++++ Excerpted passage
Need Amazon Product Details? Scrape Amazon Product Data Using Python

Share:

Scrape Amazon Product Data using Python

With a large number of libraries and a vast community, Python remains the top choice for web scraping. This article teaches you how to scrape Amazon using Python.

Read how to use a combination of Python requests, Selenium, and BeautifulSoup to scrape Amazon prices and product details.

The Environment to Scrape Amazon Product Data Using Python

You need three external Python libraries to run the code shown in this tutorial. These are

  1. Python requests: Has methods to send and receive HTTP requests for fetching the target web page.
  2. Selenium: Can interact with a web page using an automated browser.
  3. BeautifulSoup: Has intuitive methods to parse HTML code and extract data points.

You can install these packages using PIP.

pip install requests selenium beautifulsoup4

Want to learn more about libraries used for web scraping? Check out this article on Python web scraping libraries and frameworks.

The Data Extracted

The code in this tutorial first extracts product URLs from Amazon’s search results page and saves them into a file.

It then extracts six data points from each product page targeted by the URL:

  1. Name
  2. Rating
  3. Rating count
  4. Price
  5. Overview
  6. Features

Data scraped from Amazon’s product page

To locate these data points programmatically, you will need to know the elements holding them. To do so, you can use your browser’s inspect feature.

Right-click on a data point and click ‘Inspect’ from the context menu; this will open an inspect panel with the data point’s HTML code.

By analyzing the code, you can determine the HTML elements containing the data points and, thereby, how to uniquely locate these elements using BeautifulSoup.

For example, the product URLs are inside div elements with a role attribute ‘listitem.’

Inspect panel on Amazon’s search results page

That means you can locate all the div elements using BeautifulSoup’s find_all method.

soup.find_all(‘div’,{‘role’: ‘listitem’})

In the above code, soup is a BeautifulSoup object, which contains the method ‘find_all’ mentioned above.

Similarly, you can figure out how to locate the data points on a product page.
++++++++
++++ Data
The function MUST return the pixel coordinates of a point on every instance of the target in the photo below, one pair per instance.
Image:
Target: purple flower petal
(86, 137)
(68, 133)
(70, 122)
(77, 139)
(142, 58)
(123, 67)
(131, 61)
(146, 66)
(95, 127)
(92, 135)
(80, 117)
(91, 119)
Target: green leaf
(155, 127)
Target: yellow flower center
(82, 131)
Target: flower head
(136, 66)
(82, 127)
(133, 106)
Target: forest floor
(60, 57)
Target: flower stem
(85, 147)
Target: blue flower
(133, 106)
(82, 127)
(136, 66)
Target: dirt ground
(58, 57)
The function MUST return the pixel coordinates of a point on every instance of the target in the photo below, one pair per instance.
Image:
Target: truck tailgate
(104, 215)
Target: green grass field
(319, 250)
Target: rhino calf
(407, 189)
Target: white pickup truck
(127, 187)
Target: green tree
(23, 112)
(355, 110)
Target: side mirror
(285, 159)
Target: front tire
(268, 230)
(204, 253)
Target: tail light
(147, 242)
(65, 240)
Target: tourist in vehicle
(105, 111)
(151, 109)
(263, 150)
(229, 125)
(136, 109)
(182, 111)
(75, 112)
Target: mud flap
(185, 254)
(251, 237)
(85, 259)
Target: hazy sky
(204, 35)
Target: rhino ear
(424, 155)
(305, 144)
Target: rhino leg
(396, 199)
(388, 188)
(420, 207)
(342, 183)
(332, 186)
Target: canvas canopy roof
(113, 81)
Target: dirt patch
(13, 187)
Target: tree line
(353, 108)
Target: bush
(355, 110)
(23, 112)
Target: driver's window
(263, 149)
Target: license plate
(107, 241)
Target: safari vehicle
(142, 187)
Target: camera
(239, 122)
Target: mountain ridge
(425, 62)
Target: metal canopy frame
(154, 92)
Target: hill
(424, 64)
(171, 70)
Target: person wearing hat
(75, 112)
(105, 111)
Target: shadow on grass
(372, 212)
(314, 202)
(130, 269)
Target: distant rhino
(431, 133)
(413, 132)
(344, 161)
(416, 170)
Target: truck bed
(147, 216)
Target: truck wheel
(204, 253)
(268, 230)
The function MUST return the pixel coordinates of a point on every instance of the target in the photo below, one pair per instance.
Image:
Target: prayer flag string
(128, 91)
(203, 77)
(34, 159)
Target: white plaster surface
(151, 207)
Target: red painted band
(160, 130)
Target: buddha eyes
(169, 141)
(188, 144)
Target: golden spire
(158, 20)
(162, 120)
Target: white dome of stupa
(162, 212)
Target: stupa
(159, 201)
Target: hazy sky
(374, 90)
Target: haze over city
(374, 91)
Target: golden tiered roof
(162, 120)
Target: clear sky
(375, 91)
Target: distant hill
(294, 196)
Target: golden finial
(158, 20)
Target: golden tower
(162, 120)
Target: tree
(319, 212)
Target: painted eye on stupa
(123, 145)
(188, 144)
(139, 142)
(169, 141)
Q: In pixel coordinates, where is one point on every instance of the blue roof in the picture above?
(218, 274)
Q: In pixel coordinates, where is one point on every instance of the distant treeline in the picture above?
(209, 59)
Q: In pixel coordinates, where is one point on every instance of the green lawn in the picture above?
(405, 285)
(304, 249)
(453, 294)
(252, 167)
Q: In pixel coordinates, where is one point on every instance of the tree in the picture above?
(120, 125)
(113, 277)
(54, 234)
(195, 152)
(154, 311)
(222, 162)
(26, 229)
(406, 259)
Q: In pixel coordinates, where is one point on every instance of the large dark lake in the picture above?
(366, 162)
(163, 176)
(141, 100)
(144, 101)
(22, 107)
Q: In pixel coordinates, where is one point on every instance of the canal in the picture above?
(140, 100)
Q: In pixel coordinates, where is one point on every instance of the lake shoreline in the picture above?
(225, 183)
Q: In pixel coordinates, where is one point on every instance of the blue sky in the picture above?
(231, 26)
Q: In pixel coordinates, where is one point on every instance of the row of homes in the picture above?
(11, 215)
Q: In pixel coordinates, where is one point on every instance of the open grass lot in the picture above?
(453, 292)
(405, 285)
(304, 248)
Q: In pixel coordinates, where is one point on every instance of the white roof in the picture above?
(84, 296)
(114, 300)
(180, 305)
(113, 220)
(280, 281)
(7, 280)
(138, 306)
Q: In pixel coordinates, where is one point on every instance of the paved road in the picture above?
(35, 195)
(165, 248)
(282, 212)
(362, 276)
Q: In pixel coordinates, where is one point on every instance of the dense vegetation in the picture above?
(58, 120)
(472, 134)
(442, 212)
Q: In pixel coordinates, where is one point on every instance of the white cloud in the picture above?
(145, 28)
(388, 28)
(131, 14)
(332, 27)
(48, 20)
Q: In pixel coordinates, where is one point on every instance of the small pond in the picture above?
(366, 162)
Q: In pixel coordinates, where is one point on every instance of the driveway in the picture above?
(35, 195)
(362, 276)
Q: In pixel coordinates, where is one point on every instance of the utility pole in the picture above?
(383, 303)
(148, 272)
++++++++
What you will do:
[A] In the Amazon scraping tutorial, why does the code call find_all with 'div' and {'role': 'listitem'}? Answer in one to three sentences.
[B] Write the next part of the Amazon scraping tutorial, picking up after its last sentence.
These rows come from a different source than the text.

Results of the exercise:
[A] Inspecting Amazon's search results page shows that the product URLs sit inside div elements with a role attribute of 'listitem.' Calling BeautifulSoup's find_all method with that tag and attribute therefore locates all the div elements that hold the product URLs.

[B]
Go the hassle-free route with ScrapeHero

Why worry about expensive infrastructure, resource allocation and complex websites when ScrapeHero can scrape for you at a fraction of the cost?

The Code to Scrape Amazon Product Data Using Python

The code for Amazon product data scraping with Python starts with importing the required packages.

Besides the packages you saw previously, you also need to import json and time:

  • json helps you save the extracted data to a JSON file.
  • time has a function, sleep(), that allows you to pause script execution.
from selenium import webdriver
from time import sleep
from bs4 import BeautifulSoup
import json,requests

After importing the packages, define the necessary functions. Here, you need three functions:

  1. clean_list()
  2. create_url_file()
  3. scrape_amazon_data()

clean_list()

This function accepts a list and removes unnecessary spaces from each item. It also eliminates empty or unnecessary strings.

def clean_list(lists):
    new_list = [item.strip() for item in lists if item.strip() != '' and 'see' not in item.lower() and 'Product details' not in item and 'About this item' not in item]
    return new_list

create_url_file()

This function creates a urls.txt file that contains Amazon product URLs.

It starts by prompting the user for a search term, which the code uses to build Amazon’s SERP URL.

search_term = input("Enter the search term: ")

The function then makes an HTTP request to the URL and fetches the HTML code.

response = requests.get(f'https://www.amazon.com/s?k={search_term}',headers=headers)

The next step is to parse the HTML code. The code uses BeautifulSoup with lxml for that.

soup = BeautifulSoup(response.text, 'lxml')

After parsing, locate and extract the URLs, which are inside an anchor tag inside div elements with an attribute, role= “listitem”

results = soup.find_all('div',{'role':'listitem'})

Therefore,

  1. Find all the div elements with the role attribute ‘listitem’
  2. Iterate through the elements, and in each iteration
    1. Extract the anchor tag
    2. Pull the href attribute of the anchor tab
    3. Build an absolute URL using the href attribute and append the URL to a list
urls = []
for item in results:
    url = item.a['href']
    if '/dp/' in url:
       urls.append('https://amazon.com'+url.split('ref')[0])

Finally, write the list in a text file.

with open('urls.txt','w') as file:
    for url in urls:
        file.write(url+'\n')

scrape_amazon_data()

The scrape_amazon_data() function accepts a product URL and returns a dictionary containing the product details.

First, it launches Selenium in headless mode. A headless browser is necessary here to fetch the HTML code generated using JavaScript.

options = webdriver.ChromeOptions()
options.add_argument("--headless")
browser = webdriver.Chrome(options=options)

Next, the function navigates to the URL and waits for 4 seconds. Waiting gives time for the dynamic elements to load.

browser.get(url)
sleep(4)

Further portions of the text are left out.